■ EXTRACT
--------------------

HsHyperEstraier-0.4: HyperEstraier binding for Haskell

Text.HyperEstraier.Database

Contents

Description

An interface to functions to manipulate databases.

Synopsis

Types

data Database

Database is an opaque object representing a HyperEstraier database.

data EstError

EstError represents an error occured on various operations.

Constructors

InvalidArgument

An argument passed to the function was invalid.

AccessForbidden

The operation is forbidden.

LockFailure

Failed to lock the database.

DatabaseProblem

The database has a problem.

IOProblem

An I/O operation failed.

NoSuchItem

An object you specified does not exist.

MiscError

Errors for other reasons.

data AttrIndexType

AttrIndexType represents an index type for an attribute.

Constructors

SeqIndex

Map from a document ID to an attribute value. This type of index increses the efficiency of, say, getDocAttr.

StrIndex

Map from an attribute value to a document ID. This increases the search speed when you search for documents by an attribute value.

NumIndex

This is similar to StrIndex but for attributes whose value is a number.

data OptimizeOption

OptimizeOption is an option for the optimizeDatabase action.

Constructors

NoPurge

Omit the process which purges garbages of removed documents.

--------------------

■ PROVIDED DATA

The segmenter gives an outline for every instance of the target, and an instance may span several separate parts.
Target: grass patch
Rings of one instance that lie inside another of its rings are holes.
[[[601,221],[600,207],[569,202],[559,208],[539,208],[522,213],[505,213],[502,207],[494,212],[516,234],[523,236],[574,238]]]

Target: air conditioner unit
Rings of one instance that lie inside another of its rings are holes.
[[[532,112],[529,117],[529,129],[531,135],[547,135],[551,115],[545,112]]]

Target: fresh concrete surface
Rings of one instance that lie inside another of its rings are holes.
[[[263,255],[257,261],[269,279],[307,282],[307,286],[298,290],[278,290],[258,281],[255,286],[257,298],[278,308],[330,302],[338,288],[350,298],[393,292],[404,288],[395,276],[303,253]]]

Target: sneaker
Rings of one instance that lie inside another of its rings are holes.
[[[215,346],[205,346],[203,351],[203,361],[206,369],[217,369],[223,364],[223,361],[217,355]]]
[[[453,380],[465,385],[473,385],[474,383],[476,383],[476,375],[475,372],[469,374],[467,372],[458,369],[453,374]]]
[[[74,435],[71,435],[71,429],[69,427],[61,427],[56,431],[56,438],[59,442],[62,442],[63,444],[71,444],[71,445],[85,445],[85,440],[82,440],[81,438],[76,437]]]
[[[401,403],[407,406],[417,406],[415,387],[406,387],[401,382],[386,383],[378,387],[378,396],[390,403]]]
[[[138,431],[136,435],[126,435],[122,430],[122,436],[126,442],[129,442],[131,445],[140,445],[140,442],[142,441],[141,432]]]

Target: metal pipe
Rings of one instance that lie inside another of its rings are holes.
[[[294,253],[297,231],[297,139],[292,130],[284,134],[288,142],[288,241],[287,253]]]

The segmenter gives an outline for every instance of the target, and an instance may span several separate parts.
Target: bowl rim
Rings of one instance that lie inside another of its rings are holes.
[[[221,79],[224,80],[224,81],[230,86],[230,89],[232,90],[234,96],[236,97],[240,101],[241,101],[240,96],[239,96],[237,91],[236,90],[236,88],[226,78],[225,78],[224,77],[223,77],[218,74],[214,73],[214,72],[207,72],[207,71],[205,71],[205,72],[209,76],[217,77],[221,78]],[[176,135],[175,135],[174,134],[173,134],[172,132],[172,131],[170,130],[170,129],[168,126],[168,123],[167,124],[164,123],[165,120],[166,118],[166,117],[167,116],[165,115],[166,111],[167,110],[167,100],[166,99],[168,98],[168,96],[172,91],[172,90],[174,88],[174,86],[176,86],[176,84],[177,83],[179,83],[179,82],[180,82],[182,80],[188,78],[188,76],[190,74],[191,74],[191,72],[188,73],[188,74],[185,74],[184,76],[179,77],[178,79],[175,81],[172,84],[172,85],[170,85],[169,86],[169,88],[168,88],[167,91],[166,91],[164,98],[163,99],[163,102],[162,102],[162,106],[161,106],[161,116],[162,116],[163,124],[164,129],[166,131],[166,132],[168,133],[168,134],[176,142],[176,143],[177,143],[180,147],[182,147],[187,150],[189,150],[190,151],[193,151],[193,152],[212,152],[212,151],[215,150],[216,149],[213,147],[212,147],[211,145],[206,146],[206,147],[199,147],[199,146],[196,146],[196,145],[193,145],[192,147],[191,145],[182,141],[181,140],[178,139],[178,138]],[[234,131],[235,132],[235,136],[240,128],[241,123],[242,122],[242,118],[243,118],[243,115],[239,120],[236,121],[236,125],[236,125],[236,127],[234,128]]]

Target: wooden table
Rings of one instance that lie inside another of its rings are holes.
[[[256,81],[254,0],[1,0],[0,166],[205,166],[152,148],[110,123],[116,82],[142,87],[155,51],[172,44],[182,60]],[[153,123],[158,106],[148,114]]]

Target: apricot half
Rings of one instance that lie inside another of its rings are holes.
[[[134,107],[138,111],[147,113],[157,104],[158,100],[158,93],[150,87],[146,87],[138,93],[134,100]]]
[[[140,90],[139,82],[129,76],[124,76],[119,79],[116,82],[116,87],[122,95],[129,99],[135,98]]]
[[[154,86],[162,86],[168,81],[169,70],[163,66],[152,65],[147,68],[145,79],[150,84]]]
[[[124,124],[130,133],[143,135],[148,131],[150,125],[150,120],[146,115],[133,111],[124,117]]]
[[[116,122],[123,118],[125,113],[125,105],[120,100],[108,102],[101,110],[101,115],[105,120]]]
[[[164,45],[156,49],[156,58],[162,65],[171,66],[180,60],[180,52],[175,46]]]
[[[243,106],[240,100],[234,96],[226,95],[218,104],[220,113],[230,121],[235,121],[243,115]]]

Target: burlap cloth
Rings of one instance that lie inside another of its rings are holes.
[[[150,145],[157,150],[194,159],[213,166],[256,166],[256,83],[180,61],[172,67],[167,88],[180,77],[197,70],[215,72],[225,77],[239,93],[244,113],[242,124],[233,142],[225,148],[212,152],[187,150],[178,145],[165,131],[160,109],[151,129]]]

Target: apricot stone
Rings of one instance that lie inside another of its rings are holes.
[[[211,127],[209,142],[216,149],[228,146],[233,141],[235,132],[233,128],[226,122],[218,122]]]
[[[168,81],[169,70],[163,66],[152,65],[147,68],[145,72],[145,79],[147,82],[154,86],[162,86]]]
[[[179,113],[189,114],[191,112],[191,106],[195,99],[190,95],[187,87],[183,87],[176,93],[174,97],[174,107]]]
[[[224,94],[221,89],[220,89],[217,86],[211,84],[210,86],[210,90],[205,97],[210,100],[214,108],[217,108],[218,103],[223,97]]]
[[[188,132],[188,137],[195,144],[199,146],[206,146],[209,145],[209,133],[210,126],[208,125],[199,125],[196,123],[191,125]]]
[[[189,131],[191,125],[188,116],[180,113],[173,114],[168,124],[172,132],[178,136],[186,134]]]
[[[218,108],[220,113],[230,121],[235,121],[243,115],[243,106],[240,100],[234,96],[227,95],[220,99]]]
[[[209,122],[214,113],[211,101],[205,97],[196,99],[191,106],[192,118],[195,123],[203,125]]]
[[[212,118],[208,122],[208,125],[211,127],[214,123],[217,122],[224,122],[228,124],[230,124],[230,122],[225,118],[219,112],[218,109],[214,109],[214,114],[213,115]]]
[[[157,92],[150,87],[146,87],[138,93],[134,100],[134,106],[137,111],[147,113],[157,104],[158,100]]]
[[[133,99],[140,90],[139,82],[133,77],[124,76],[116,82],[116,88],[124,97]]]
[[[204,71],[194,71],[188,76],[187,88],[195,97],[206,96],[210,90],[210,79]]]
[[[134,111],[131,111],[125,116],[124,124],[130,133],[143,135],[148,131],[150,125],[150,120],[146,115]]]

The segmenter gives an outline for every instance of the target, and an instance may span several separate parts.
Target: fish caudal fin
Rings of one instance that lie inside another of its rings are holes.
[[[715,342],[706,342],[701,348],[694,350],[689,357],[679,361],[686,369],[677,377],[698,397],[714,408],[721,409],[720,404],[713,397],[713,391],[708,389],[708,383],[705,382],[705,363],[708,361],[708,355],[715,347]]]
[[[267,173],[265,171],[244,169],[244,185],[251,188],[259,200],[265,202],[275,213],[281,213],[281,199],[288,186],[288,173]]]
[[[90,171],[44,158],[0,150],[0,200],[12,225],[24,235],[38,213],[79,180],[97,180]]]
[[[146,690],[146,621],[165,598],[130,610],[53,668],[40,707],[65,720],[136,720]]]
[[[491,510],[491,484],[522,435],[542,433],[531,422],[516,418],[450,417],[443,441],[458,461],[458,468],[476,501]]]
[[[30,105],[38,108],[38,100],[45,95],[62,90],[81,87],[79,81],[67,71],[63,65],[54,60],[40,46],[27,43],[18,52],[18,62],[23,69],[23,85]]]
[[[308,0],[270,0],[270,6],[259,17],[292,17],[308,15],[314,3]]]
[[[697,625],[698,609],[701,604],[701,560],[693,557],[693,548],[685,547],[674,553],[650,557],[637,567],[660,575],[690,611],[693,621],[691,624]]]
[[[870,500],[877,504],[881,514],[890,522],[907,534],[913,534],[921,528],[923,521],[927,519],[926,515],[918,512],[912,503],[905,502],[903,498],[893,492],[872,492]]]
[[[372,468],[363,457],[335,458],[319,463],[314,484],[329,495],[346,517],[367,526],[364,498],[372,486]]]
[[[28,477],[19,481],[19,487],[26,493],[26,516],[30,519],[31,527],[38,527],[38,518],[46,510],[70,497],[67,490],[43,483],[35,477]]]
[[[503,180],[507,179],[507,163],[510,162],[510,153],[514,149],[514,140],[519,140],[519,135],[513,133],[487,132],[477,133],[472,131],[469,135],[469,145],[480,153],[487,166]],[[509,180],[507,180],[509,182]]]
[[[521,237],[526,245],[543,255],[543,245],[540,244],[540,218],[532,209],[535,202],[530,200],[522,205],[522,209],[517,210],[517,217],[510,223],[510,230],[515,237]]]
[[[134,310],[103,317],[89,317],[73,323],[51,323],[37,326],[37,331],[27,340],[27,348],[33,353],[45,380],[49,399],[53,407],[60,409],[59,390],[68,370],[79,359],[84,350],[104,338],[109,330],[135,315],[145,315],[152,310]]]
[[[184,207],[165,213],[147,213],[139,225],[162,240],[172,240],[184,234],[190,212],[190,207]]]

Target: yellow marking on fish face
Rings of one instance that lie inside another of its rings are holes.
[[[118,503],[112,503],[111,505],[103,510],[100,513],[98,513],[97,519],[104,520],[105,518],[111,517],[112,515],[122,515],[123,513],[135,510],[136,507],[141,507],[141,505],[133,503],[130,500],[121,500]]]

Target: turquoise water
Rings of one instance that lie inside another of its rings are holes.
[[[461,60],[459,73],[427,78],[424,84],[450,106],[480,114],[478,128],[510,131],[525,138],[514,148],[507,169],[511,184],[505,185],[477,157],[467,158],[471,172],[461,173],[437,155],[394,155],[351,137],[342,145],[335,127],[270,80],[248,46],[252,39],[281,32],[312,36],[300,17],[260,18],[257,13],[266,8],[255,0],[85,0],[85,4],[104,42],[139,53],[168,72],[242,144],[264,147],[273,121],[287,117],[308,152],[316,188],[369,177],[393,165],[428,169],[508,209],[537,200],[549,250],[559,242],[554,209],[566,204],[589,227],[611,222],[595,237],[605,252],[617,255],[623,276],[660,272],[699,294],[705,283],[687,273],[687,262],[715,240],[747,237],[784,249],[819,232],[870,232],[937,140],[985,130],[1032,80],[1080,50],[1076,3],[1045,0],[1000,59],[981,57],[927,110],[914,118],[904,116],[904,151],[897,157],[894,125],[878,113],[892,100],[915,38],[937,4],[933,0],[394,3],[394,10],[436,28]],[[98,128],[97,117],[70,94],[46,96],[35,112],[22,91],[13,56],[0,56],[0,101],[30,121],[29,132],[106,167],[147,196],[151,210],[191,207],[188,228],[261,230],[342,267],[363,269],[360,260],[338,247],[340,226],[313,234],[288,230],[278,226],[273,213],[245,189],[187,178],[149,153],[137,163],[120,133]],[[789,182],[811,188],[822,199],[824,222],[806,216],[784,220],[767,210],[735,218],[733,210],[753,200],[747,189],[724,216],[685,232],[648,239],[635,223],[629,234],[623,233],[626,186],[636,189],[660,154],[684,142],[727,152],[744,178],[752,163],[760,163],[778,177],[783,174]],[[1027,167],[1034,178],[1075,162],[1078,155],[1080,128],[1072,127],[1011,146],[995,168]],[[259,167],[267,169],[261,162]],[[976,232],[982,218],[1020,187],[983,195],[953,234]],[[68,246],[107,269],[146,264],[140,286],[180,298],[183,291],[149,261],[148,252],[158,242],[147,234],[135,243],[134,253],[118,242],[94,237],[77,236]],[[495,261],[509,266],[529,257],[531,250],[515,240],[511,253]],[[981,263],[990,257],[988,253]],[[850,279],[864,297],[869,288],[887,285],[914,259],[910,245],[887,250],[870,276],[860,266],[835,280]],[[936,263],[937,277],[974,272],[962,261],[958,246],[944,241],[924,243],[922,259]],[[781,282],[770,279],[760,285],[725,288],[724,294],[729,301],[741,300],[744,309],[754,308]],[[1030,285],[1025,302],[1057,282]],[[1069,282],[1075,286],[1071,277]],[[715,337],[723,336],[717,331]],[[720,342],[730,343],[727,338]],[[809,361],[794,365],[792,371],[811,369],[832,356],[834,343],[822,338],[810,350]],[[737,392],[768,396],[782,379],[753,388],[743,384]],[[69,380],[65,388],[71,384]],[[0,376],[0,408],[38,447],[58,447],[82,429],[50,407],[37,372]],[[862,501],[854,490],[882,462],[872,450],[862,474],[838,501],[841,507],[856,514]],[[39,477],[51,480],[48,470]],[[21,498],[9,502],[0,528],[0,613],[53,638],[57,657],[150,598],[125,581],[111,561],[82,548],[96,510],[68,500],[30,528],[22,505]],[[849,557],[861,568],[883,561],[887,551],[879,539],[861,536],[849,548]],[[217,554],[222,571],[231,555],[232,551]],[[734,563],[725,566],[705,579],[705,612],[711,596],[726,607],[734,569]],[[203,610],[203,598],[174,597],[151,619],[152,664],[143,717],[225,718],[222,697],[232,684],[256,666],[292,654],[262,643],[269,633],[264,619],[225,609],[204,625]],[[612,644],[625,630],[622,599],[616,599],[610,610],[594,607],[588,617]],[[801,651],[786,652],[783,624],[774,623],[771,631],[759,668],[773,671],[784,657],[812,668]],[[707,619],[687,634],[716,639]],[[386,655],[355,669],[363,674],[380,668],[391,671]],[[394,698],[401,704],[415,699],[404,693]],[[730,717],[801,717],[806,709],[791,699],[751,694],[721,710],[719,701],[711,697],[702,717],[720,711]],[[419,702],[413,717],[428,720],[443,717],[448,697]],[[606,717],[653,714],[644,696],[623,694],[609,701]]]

--------------------

■ WHAT IS ASKED
Set down the stretch of the HyperEstraier documentation from "data EstError" through "operation is forbidden.", copying it word for word. The items have no connection to the HyperEstraier documentation.

■ SOLUTION TO THIS EXERCISE
data EstError

EstError represents an error occured on various operations.

Constructors

InvalidArgument

An argument passed to the function was invalid.

AccessForbidden

The operation is forbidden.